▸ **EXERCISE GOAL**
Copy out the listing below line for line without any changes, and leave the pictures out of your copy.

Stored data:
===============

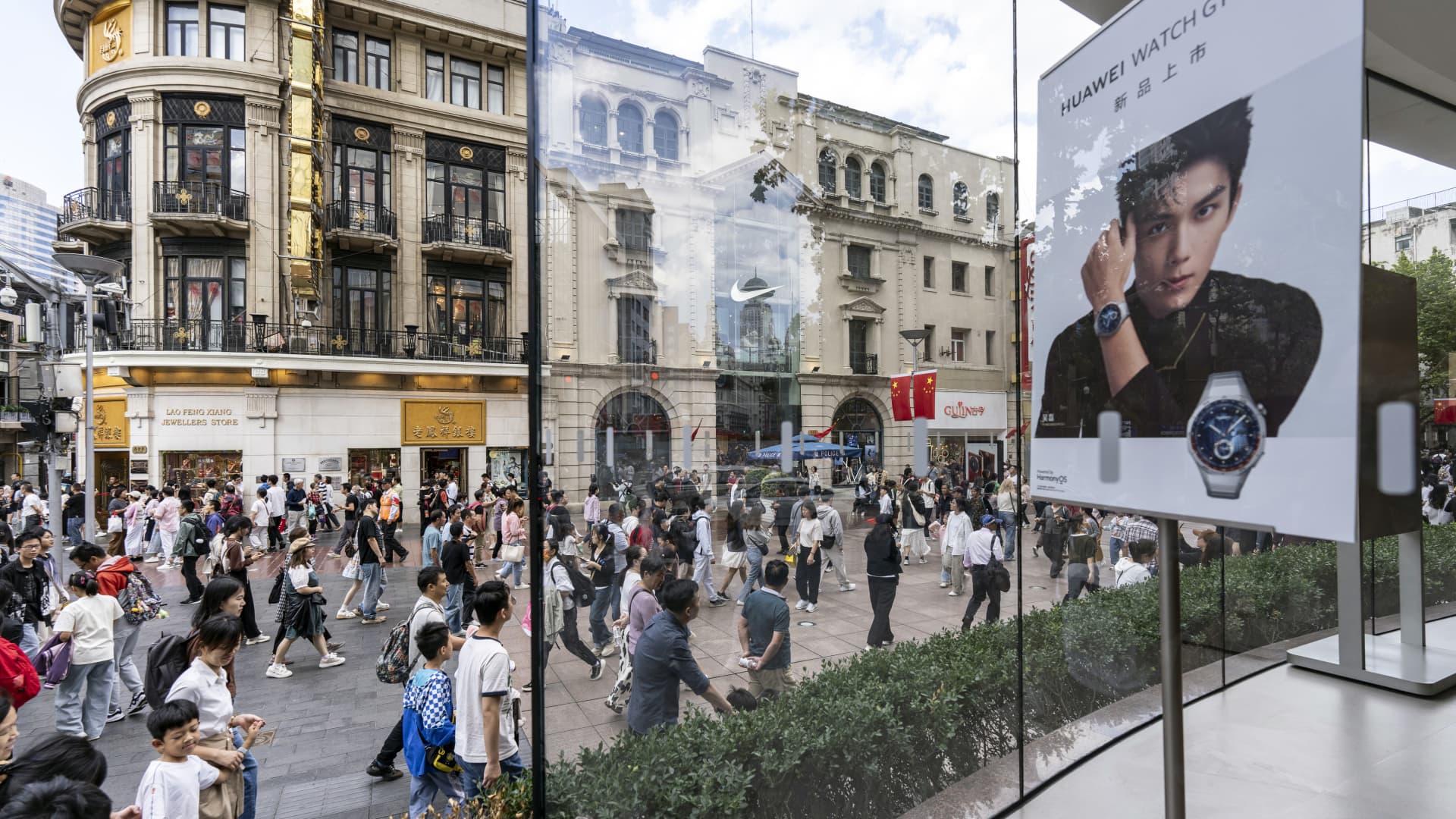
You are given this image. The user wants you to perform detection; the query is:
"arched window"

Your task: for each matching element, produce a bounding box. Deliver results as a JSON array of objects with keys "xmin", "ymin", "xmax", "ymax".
[
  {"xmin": 617, "ymin": 103, "xmax": 642, "ymax": 153},
  {"xmin": 869, "ymin": 162, "xmax": 885, "ymax": 204},
  {"xmin": 652, "ymin": 111, "xmax": 677, "ymax": 162},
  {"xmin": 581, "ymin": 96, "xmax": 607, "ymax": 146},
  {"xmin": 820, "ymin": 149, "xmax": 839, "ymax": 194},
  {"xmin": 845, "ymin": 156, "xmax": 864, "ymax": 199}
]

===============

▸ **CORRECT OUTPUT**
You are given this image. The user wants you to perform detection; the query is:
"arched window"

Your task: for each matching element, produce a bounding box. Deliver results as a JSON array of objects with keys "xmin", "ymin", "xmax", "ymax".
[
  {"xmin": 617, "ymin": 103, "xmax": 642, "ymax": 153},
  {"xmin": 869, "ymin": 162, "xmax": 885, "ymax": 204},
  {"xmin": 652, "ymin": 111, "xmax": 677, "ymax": 162},
  {"xmin": 581, "ymin": 96, "xmax": 607, "ymax": 146},
  {"xmin": 820, "ymin": 149, "xmax": 839, "ymax": 194},
  {"xmin": 845, "ymin": 156, "xmax": 864, "ymax": 199}
]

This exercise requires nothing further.